## [ENTRIES SUPPLIED]

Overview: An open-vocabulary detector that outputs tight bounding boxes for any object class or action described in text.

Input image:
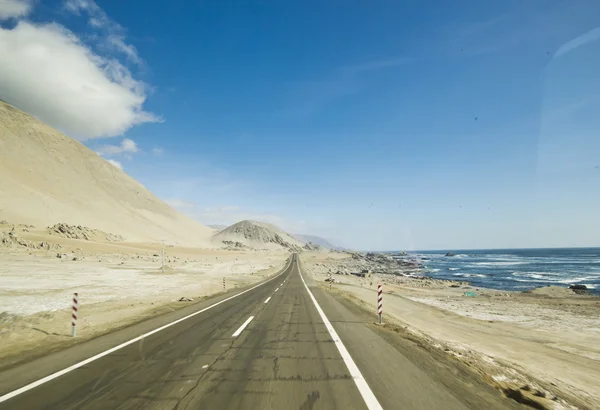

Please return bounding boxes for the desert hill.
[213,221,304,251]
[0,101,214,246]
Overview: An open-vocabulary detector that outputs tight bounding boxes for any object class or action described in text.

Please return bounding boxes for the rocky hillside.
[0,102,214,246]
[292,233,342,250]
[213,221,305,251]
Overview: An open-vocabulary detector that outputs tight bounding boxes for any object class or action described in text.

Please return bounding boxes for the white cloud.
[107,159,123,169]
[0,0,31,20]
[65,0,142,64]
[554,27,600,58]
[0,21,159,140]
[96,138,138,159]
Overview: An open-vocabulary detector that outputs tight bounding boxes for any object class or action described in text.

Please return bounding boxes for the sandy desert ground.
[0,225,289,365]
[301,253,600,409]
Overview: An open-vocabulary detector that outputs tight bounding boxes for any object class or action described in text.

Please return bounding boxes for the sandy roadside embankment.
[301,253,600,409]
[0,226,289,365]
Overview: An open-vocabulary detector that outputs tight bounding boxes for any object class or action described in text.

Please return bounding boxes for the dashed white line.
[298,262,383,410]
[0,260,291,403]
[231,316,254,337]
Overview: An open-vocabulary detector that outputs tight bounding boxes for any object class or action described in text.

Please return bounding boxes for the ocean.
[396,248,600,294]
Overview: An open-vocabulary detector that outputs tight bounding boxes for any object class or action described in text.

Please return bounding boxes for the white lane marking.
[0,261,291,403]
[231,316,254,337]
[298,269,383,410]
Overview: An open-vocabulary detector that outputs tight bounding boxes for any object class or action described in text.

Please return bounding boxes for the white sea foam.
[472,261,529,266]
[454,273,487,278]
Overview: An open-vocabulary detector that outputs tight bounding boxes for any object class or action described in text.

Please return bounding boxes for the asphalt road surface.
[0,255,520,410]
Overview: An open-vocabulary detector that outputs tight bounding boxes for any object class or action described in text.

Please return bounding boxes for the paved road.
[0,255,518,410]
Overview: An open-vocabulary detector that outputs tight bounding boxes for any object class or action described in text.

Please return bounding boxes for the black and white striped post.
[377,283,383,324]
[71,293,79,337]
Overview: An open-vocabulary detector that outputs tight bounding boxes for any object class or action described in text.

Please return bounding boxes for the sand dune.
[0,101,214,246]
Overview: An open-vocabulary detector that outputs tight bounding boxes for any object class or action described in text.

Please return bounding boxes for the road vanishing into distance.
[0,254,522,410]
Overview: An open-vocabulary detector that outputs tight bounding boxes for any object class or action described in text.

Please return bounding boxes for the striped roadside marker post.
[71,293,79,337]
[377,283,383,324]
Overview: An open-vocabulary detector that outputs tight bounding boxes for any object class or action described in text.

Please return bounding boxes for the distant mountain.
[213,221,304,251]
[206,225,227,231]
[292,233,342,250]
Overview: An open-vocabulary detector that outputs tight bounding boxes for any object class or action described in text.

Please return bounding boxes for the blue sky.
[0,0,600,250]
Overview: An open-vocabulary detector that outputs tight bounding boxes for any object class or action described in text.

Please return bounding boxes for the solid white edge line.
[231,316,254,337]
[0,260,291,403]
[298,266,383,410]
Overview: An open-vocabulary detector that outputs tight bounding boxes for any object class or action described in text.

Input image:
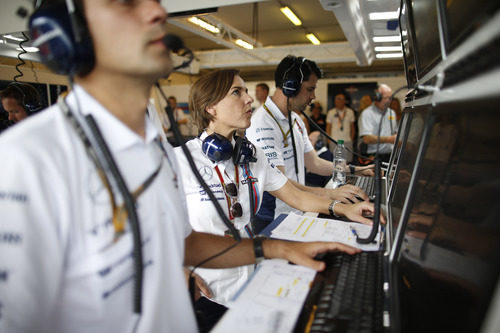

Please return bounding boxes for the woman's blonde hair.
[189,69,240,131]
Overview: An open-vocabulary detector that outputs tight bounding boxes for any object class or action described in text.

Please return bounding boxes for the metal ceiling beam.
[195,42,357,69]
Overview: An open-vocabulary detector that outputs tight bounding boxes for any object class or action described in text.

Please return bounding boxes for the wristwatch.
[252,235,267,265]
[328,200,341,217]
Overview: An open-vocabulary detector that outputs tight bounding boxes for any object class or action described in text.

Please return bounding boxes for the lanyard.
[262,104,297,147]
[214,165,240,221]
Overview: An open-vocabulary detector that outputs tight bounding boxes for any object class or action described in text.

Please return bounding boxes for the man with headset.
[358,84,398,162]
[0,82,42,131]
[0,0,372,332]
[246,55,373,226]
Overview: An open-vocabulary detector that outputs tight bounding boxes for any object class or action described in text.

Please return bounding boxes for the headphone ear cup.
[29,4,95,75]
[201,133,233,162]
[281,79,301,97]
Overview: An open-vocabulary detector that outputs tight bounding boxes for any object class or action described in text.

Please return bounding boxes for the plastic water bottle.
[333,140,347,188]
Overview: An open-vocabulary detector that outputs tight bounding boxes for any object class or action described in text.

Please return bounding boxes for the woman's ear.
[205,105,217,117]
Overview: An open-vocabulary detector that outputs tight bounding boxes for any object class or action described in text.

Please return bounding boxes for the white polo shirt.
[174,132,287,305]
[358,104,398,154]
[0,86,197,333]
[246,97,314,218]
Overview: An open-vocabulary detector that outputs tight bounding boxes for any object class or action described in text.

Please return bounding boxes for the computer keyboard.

## [TASK TO CARRY OUT]
Could you give every line of the data above as a numbered list, leaving out blank lines and the pictures?

## [EXPECTED ANSWER]
1. Overview: An open-vocabulary detector that outputs tight bounding boxes for any object class or action described in text.
2. Input image:
3. Please return bounding boxes for the desert hill.
4. [213,221,304,251]
5. [0,101,214,246]
6. Overview: An open-vocabulary detector that outputs tight bounding boxes for any object class or action described in text.
7. Please return bounding boxes for the rocky hillside.
8. [0,102,214,246]
9. [292,233,342,250]
10. [213,221,305,251]
11. Overview: An open-vocabulary detector that outputs tight bounding boxes for any object class or action described in text.
12. Please return bounding boxes for the white cloud.
13. [107,159,123,169]
14. [0,0,31,20]
15. [65,0,142,64]
16. [554,27,600,58]
17. [0,21,159,140]
18. [96,138,138,159]
19. Overview: An open-vocabulary detector that outputs tight bounding boxes for any object class or action described in text.
20. Please return bounding boxes for the sandy desert ground.
21. [0,225,289,365]
22. [301,253,600,409]
23. Overview: An open-vocabulary detector that outputs tight bounding boxes for any object class or action described in text.
24. Please return bounding boxes for the sandy roadside embankment.
25. [301,253,600,409]
26. [0,226,289,365]
27. Overview: An open-vocabulary detector that outputs tight bounding boxes for any object class or action described in text.
28. Please return bounding boxes for the dashed white line.
29. [298,262,383,410]
30. [0,260,291,403]
31. [231,316,254,337]
32. Overview: An open-vocabulary detector that outputs tight bounding boxes for any object class or action described in text.
33. Please return bounding boxes for the ocean.
34. [396,248,600,294]
35. Overview: An open-vocabulary detector that outputs tight bounding boxes for any object class or action described in text.
36. Please return bounding boxes for the white lane marking.
37. [0,261,291,403]
38. [231,316,254,337]
39. [298,269,383,410]
40. Overview: An open-vocabulary detector that outputs tight bounding boxes for any object class or action described in text.
41. Please return bounding boxes for the white sea foam.
42. [472,261,529,266]
43. [454,273,487,278]
44. Overview: An open-vocabulary detector that outputs tight bounding boxes for any object class or action described in text.
45. Please return bounding boxes for the asphalt road surface.
46. [0,255,520,410]
47. Overview: An open-vocabulary detector that outputs tight bounding boxes for any object class or action described in text.
48. Please return bounding boxes for the paved road.
49. [0,255,518,410]
50. Overview: An open-vocabulary detector that outputs tight bounding boxes for any object class or action described in text.
51. Please return bounding boxes for the black and white striped post.
52. [377,283,383,324]
53. [71,293,79,337]
54. Overview: An open-vocabulary detector that outputs tight bounding boxes for any object class or action described in text.
55. Please return bounding boxes for the sand dune.
56. [0,101,214,246]
57. Overview: An open-vocabulary detector that outputs tight bounding boxes for any object class or action described in text.
58. Please return bounding boxes for the road vanishing into distance.
59. [0,254,522,410]
60. Overview: An open-vocabulary detector that outputs tight bounding boxes for any object class or action described in text.
61. Please return bounding boxes for the striped roadside marker post.
62. [71,293,79,337]
63. [377,283,383,324]
64. Overview: An open-vocabulary detector that outputs tight bounding boxes for any object class or action described in text.
65. Please return bounding boxes for the distant mountain.
66. [213,221,304,251]
67. [206,225,227,231]
68. [292,233,342,250]
69. Overview: An open-vocabulary detector that outputs tight bounding boxes for any object class or action described in text.
70. Please return bounding boxes for the blue sky.
71. [0,0,600,250]
72. Overview: An open-vocabulary detector that outputs tight bounding boxes for any object class or action described in text.
73. Please return bounding boxes for the solid white edge line.
74. [231,316,254,337]
75. [0,260,291,403]
76. [298,266,383,410]
77. Overview: An open-vocabulary detector that outputs tight bounding boxes for any object class or action described in text.
78. Input image:
79. Please return bounding boxes for the woman's blonde hair.
80. [189,69,240,131]
81. Overview: An open-vocabulary detector that outputs tight bounding boxes for any object class or action described in text.
82. Please return bounding boxes for the metal ceiling beam.
83. [195,42,357,69]
84. Overview: An open-vocabulary detector that outputs tight bounding boxes for any object class or action described in text.
85. Please return bounding boxes for the wristwatch.
86. [252,235,267,265]
87. [328,200,341,217]
88. Overview: An open-vocabulary detector that outputs tight bounding boxes for any object class or action described in text.
89. Please return bounding boxes for the lanyard.
90. [262,104,297,147]
91. [214,165,240,221]
92. Overview: An open-vocabulary detector that outputs tight bounding boxes for any object class or action described in text.
93. Please return bounding boxes for the man with headset.
94. [358,84,398,162]
95. [0,82,42,131]
96. [0,0,372,332]
97. [246,55,373,226]
98. Overview: An open-vocabulary detector that outputs tight bounding boxes for any object class or action described in text.
99. Please return bounding boxes for the headphone ear cup.
100. [29,4,95,75]
101. [201,133,233,162]
102. [281,79,301,97]
103. Overview: An open-vocabulary detector that outputs tight bounding boxes for any object class or action described in text.
104. Please return bounding boxes for the plastic water bottle.
105. [333,140,347,188]
106. Overview: An open-vocabulary detector that outputs tight bounding boxes for any object class or action described in text.
107. Please return bounding boxes for the woman's ear.
108. [205,105,217,117]
109. Overview: An open-vocabulary detector that outputs tight bounding boxes for any object class or action described in text.
110. Please return bounding boxes for the white polo shirt.
111. [174,132,287,305]
112. [358,104,398,154]
113. [0,86,197,333]
114. [246,97,314,218]
115. Overview: An open-vocabulary detector that outputs tight bounding boxes for any object class or action described in text.
116. Please return bounding boxes for the computer keyboard.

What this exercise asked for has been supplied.